[Start of section]

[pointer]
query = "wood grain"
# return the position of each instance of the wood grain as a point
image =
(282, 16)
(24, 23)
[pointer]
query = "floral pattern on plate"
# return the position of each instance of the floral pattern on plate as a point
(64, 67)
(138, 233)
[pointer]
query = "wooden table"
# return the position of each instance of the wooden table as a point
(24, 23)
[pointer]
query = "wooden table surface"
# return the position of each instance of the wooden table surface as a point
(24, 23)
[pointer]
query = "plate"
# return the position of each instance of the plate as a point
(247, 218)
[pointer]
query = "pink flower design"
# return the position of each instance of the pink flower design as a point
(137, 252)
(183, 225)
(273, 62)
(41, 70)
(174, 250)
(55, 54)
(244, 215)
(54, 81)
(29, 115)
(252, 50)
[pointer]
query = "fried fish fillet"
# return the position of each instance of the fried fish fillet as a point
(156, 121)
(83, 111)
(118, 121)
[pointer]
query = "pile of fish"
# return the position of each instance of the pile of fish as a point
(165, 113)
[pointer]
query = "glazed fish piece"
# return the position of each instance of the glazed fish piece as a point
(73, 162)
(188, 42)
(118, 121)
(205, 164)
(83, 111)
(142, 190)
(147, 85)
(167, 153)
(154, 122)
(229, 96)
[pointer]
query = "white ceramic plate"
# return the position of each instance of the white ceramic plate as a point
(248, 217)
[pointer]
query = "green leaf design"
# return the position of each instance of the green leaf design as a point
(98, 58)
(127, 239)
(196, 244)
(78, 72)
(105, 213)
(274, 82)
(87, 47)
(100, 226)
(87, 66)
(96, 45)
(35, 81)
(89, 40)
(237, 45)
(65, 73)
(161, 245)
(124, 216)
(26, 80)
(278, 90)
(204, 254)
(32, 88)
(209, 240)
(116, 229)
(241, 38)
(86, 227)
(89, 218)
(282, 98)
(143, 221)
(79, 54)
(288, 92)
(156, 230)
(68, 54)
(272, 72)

[End of section]

● **The task**
The complete listing must be reproduced exactly as written.

● **Solution to this task**
[pointer]
query = "wood grain"
# return the position of each instance of the wood grain as a point
image =
(282, 16)
(24, 23)
[pointer]
query = "floral pattern on plate"
# return the position of each instance of the floral pattern on plate as a point
(64, 67)
(138, 233)
[pointer]
query = "wooden table"
# return the position of each instance of the wooden table as a point
(24, 23)
[pointer]
query = "wooden table surface"
# return the position of each instance of the wooden table surface as a point
(24, 23)
[pointer]
query = "plate"
# return the position of each instance of the plate as a point
(247, 218)
[pointer]
query = "pink flower design"
# return the position of each instance of the pink flower design as a point
(137, 252)
(183, 225)
(273, 62)
(41, 70)
(174, 250)
(55, 54)
(244, 215)
(54, 81)
(29, 115)
(252, 50)
[pointer]
query = "fried fish fillet"
# return the position of each instance of the fried fish fillet as a point
(156, 121)
(83, 111)
(118, 121)
[pointer]
query = "pile of fish"
# return the position of each instance of the pile of fish as a point
(165, 113)
[pointer]
query = "glazed fish piece"
# return the position of each instance of the glazed fish piece as a point
(73, 162)
(188, 42)
(118, 121)
(205, 164)
(83, 111)
(142, 190)
(147, 85)
(167, 153)
(154, 122)
(229, 96)
[pointer]
query = "white ceramic plate"
# return the position of each instance of the white ceramic plate as a point
(248, 217)
[pointer]
query = "green leaf design"
# return the position of each instance of the green leaf design as a point
(98, 58)
(127, 239)
(196, 244)
(78, 72)
(105, 213)
(274, 82)
(87, 47)
(100, 226)
(87, 66)
(96, 45)
(35, 81)
(89, 40)
(237, 45)
(65, 73)
(161, 245)
(124, 216)
(26, 80)
(278, 90)
(204, 254)
(32, 88)
(209, 240)
(116, 229)
(241, 38)
(86, 227)
(89, 218)
(282, 98)
(143, 221)
(79, 54)
(288, 92)
(156, 230)
(68, 54)
(272, 72)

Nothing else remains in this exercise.